:: GIVEN PROBLEM 1 ::
Judge statements (a), (b), and (c) against the passage on water and blood. For each one, answer yes or no and quote the deciding words from that passage. (a) The Spirit bears witness because the Spirit is truth. (b) The witness of the Spirit has a single character. (c) Christ told the daughters of Jerusalem to weep for him.

Next, in this chapter, he takes up two things, namely, cleansing and life. “This is he that came by water and blood, even Jesus Christ; not by water only, but by water and blood. And it is the Spirit that beareth witness, because the Spirit is truth.” In the water and blood, I have, not a witness, but a state produced, and then I have the Spirit bearing witness. In the first, it is the needed condition to which the water and blood apply. The witness of the Spirit has a double character, it comes and tells me all that I am by the revelation of Christ. Christ is the truth, and when the Spirit of God bears testimony to the truth, He brings Christ to me and shows thus not only what I am, but also what all men are—haters of God and full of lusts. This is the effect of His testimony. He gives us the fulness of truth, and we shall see how deep this truth really goes as to our state, too, and how that it has no limit. There is one question that comes first, and that is, supposing heaven is revealed and Christ is the object of faith, how can we be fit? We must be made fit to be in the light as God is in the light. The moment the light comes in and the conscience is reached by it, for it is no good otherwise, just as when the daughters of Jerusalem beat their breasts, Christ, turning to them, said, “Weep not for me, but weep for yourselves,” for you are all going to be judged.

:: PROVIDED INFORMATION ::
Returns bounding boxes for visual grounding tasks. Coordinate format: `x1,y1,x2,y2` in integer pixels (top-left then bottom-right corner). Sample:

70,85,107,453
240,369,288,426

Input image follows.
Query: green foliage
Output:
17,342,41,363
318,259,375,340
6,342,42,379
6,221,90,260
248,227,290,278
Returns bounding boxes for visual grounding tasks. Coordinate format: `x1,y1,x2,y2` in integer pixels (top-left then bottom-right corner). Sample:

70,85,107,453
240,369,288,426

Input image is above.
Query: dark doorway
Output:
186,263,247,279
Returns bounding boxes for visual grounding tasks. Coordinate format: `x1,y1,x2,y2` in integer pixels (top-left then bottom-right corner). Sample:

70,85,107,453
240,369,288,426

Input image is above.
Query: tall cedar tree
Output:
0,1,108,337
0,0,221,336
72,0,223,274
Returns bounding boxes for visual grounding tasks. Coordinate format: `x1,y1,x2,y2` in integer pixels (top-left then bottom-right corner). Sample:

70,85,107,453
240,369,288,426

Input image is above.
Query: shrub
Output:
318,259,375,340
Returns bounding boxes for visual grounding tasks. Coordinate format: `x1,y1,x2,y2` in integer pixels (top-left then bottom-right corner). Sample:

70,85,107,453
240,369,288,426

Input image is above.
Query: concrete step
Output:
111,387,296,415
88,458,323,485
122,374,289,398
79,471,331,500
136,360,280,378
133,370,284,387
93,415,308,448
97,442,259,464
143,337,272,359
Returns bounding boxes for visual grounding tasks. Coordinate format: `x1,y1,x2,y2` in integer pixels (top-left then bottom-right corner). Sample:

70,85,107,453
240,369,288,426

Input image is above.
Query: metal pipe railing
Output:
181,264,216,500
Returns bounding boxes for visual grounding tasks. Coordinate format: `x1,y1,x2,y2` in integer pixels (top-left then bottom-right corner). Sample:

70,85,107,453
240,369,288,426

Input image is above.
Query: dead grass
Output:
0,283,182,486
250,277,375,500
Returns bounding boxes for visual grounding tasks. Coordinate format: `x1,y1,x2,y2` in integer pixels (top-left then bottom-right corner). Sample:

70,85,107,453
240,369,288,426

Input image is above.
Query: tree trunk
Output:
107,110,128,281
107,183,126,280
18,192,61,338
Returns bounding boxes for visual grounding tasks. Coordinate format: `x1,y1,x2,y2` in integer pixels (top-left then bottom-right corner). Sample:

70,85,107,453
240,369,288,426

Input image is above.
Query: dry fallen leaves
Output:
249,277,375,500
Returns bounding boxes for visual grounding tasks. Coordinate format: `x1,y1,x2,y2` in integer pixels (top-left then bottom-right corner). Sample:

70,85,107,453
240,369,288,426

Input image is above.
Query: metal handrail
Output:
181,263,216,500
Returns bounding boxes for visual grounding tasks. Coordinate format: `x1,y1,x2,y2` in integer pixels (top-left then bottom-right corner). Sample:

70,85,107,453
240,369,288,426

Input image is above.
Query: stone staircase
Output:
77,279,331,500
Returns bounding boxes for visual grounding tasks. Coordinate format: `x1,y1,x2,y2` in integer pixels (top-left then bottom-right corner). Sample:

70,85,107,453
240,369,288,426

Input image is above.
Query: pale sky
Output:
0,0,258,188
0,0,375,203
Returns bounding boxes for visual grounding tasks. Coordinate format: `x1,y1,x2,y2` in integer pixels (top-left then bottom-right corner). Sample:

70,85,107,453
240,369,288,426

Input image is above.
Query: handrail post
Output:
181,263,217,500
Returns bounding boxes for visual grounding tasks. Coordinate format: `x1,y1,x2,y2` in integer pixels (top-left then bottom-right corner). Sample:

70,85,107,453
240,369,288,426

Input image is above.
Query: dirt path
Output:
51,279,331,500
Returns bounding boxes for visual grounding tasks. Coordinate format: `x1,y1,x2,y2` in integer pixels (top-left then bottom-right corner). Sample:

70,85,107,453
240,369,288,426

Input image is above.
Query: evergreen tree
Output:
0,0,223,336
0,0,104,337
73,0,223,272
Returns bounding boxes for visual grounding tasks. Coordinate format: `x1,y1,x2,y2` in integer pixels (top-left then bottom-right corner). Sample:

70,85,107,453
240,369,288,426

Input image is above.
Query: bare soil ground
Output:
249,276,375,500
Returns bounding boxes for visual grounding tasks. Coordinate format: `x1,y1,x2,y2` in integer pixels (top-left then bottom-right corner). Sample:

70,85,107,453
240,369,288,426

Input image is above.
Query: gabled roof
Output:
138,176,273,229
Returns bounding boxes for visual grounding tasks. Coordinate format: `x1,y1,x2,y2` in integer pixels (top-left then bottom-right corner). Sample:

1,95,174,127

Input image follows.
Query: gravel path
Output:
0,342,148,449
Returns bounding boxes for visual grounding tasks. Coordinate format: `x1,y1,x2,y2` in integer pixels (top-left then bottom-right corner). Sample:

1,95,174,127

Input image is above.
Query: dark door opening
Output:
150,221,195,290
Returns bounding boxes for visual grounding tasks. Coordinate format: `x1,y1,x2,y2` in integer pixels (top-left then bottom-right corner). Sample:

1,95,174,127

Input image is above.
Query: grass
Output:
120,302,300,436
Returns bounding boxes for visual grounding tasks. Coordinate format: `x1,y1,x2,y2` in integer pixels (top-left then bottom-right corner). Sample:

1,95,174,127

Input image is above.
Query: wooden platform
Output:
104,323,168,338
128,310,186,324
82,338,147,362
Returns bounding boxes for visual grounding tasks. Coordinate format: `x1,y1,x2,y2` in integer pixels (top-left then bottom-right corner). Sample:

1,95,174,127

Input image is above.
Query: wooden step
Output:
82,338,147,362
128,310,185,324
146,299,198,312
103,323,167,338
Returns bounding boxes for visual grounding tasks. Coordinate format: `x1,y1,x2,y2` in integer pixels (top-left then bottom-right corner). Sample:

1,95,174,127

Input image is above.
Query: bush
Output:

:: GIVEN PROBLEM 2 ::
Rewrite the records above, replacing "Query" with "Prompt" and leaving everything else unchanged. Begin at the first line of the records and stop after the line that has "143,337,272,359", including both ends.

:: FINAL ANSWER 1 ::
(a) Yes: "it is the Spirit that beareth witness, because the Spirit is truth."
(b) No: "The witness of the Spirit has a double character"
(c) No: "Weep not for me, but weep for yourselves,"

:: FINAL ANSWER 2 ::
Returns bounding boxes for visual grounding tasks. Coordinate format: `x1,y1,x2,y2` in integer pixels (top-left then bottom-right corner). Sample:

70,85,107,453
240,369,288,426

Input image follows.
Prompt: green foliage
Output:
17,342,41,363
318,259,375,340
6,342,42,379
6,221,90,260
248,227,290,278
Returns bounding boxes for visual grounding tasks. Coordinate format: `x1,y1,x2,y2` in integer pixels (top-left then bottom-right corner). Sample:

70,85,107,453
240,369,288,426

Input image is above.
Prompt: dark doorway
Output:
186,263,247,279
Returns bounding boxes for visual grounding tasks. Coordinate format: `x1,y1,x2,y2` in integer pixels (top-left then bottom-right corner). Sample:

70,85,107,453
240,369,288,426

Input image is above.
Prompt: tall cedar tree
Output:
0,1,108,337
0,0,221,336
72,0,223,274
Returns bounding boxes for visual grounding tasks. Coordinate format: `x1,y1,x2,y2` in integer pixels (top-left then bottom-right corner). Sample:

70,85,107,453
240,369,288,426

Input image is above.
Prompt: shrub
Output:
318,259,375,340
Returns bounding boxes for visual grounding tasks. Coordinate format: `x1,y1,x2,y2` in integer pixels (top-left then bottom-right corner). Sample:

70,85,107,453
240,369,288,426

Input image is above.
Prompt: concrete step
Output:
111,387,296,415
88,458,323,485
122,374,289,398
79,471,331,500
136,360,280,378
133,370,284,387
93,415,308,448
97,442,259,464
143,337,272,359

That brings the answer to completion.